Extrait présenté:
* * * * * * * * *
Publié le 16 décembre 2016 — par Laurent Vilarem

© Domaine public

Maisons de pain d’épices, vilaines sorcières, sortilèges en tous genres, belles princesses captives et autres brigades de nains, les contes des frères Grimm ont fourni matière à de nombreuses œuvres musicales. Petit tour d’horizon de ces contes mis en musique.

Il était une fois… deux frères qui aimaient les vieilles histoires. L’ainé, Jacob, et le cadet, Wilhelm, d’un an plus jeune à peine, se promenaient à travers toute l’Allemagne pour recueillir des contes de fées. Le 20 décembre 1812 paraissait le premier ouvrage de leur travail : les Kinder und Hausmärchen (Contes de l’enfance et du foyer). Le succès fut foudroyant. Traduits aujourd’hui dans plus de 160 langues, les Contes des Frères Grimm ont captivé plusieurs générations avec des histoires ancestrales qui, sans eux, ne seraient pas parvenues jusqu’à nous. Leur travail pionnier de documentation a bien sûr inspiré quantité d’écrivains, d’artistes et de… compositeurs.

Hänsel et Gretel d’Humperdinck (1891)

C’est l’opéra féérique par excellence. Celui que les jeunes allemands entendent dès leur plus jeune âge. Créé en 1893 par Richard Strauss à Weimar, l’opéra sera redonné à Hambourg par Gustav Mahler. Il faudra attendre 1900 pour que l’ouvrage soit créé en France sous la direction d’André Messager. Depuis, l’opéra d’Engelbert Humperdinck a conquis toutes les scènes du monde, notamment lors des fêtes de fin d’année.
* * * * * * * * *
Énoncé 1: Affichez chaque ligne des enregistrements ci-dessous qui contient la chaîne « ring ». La casse compte.

(Données d'annotation par coordonnées)
* * * * * * * * *
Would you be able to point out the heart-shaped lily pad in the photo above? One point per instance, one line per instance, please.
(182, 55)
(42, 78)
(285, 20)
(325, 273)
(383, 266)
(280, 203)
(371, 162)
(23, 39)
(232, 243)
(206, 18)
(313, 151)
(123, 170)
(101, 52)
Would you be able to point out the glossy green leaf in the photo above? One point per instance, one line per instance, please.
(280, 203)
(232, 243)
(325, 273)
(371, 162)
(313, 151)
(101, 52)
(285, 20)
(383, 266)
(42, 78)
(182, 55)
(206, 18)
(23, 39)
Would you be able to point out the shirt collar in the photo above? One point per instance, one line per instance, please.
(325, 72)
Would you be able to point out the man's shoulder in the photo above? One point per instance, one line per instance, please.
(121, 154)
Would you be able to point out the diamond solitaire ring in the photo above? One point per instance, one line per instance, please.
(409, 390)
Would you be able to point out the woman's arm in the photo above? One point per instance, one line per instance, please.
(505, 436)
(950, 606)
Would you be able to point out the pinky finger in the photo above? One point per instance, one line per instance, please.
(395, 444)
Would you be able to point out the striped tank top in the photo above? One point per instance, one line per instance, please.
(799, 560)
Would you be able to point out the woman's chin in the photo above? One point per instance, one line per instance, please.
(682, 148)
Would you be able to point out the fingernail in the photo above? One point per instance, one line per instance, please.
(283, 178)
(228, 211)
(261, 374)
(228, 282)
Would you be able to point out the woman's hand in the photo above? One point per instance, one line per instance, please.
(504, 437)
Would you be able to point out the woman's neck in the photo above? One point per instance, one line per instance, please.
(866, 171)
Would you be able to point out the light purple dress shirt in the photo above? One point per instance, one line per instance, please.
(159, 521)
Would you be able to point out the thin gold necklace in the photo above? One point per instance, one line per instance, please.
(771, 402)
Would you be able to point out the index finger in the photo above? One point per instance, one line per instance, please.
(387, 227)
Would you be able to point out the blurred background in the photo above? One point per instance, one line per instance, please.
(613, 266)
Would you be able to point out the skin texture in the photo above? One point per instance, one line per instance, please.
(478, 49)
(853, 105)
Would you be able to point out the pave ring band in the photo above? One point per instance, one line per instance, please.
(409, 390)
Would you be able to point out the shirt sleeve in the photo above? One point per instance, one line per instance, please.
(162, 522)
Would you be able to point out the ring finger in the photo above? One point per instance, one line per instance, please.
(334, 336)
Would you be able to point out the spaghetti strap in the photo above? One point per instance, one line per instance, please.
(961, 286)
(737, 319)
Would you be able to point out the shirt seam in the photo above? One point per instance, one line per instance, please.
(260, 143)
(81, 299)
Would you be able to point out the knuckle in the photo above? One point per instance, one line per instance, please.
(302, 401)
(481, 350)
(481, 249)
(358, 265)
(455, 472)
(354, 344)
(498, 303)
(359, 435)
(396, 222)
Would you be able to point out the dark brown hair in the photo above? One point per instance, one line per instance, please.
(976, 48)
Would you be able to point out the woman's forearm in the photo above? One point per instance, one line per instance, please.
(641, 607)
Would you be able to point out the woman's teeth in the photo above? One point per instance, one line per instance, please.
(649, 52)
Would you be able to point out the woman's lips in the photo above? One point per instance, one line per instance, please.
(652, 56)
* * * * * * * * *
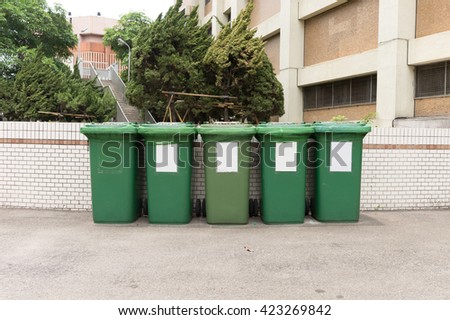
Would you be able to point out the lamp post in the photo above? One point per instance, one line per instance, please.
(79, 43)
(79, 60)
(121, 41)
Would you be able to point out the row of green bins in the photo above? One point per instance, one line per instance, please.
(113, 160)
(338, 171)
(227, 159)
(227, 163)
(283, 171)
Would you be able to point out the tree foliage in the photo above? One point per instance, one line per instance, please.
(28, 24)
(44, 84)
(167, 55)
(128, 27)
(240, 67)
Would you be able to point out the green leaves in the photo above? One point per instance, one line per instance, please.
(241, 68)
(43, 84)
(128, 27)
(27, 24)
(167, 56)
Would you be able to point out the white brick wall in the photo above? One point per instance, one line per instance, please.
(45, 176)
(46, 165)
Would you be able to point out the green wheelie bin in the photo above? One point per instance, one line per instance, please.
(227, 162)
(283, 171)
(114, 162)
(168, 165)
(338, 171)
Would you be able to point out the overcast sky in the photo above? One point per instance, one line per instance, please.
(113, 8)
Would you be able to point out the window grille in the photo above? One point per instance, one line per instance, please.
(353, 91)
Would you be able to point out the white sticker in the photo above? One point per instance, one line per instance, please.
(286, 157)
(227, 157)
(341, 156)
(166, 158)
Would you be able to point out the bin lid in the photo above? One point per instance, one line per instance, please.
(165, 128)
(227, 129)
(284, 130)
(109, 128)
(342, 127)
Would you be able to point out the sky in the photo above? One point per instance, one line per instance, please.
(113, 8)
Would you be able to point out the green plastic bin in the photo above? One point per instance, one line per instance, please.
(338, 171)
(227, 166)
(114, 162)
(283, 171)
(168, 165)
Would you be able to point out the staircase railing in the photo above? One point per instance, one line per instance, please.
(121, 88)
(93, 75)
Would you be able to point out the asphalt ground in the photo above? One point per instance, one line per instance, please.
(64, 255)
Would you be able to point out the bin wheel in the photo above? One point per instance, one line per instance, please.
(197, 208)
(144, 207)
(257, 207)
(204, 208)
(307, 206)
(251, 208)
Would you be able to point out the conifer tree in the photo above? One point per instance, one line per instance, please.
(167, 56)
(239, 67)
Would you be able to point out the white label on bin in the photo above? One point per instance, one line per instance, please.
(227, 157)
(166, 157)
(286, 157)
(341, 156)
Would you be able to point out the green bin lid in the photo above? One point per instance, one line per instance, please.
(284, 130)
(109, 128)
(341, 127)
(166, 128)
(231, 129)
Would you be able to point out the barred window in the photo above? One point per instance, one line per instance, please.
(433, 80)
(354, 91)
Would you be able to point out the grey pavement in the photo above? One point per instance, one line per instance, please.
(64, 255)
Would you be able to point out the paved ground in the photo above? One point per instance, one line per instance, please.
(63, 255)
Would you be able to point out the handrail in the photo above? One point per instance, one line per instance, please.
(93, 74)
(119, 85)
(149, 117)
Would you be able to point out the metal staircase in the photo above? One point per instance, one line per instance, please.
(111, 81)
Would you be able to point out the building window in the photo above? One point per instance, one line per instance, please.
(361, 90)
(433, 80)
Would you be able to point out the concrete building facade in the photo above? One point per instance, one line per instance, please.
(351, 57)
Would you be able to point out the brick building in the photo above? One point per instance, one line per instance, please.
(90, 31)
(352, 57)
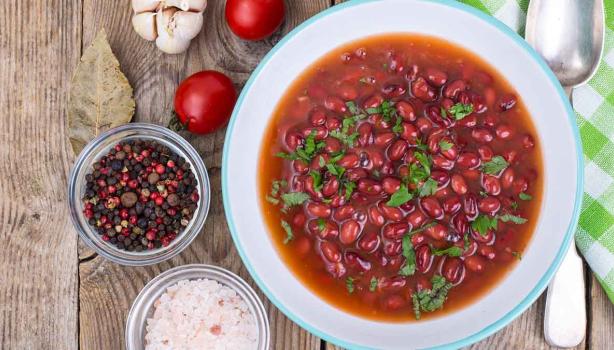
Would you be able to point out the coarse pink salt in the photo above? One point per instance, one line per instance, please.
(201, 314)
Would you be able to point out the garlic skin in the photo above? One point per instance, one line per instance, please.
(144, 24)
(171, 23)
* * * * * * * * *
Énoncé 2: D'après l'extrait sur les contes des frères Grimm, dites si chaque affirmation est vraie ou fausse. Justifiez par oui ou non, avec les mots décisifs de l'extrait cités à l'identique. (a) Jacob est l'aîné des deux frères. (b) Le premier ouvrage des frères a paru le 20 décembre 1812. (c) En France, Hänsel et Gretel a été créé sous la direction de Gustav Mahler.

Résultat 1:
Would you be able to point out the diamond solitaire ring in the photo above? One point per instance, one line per instance, please.
Would you be able to point out the pave ring band in the photo above? One point per instance, one line per instance, please.
Would you be able to point out the ring finger in the photo above? One point per instance, one line per instance, please.

Résultat 2:
(a) Oui : « L’ainé, Jacob, et le cadet, Wilhelm ».
(b) Oui : « Le 20 décembre 1812 paraissait le premier ouvrage de leur travail ».
(c) Non : « Il faudra attendre 1900 pour que l’ouvrage soit créé en France sous la direction d’André Messager. »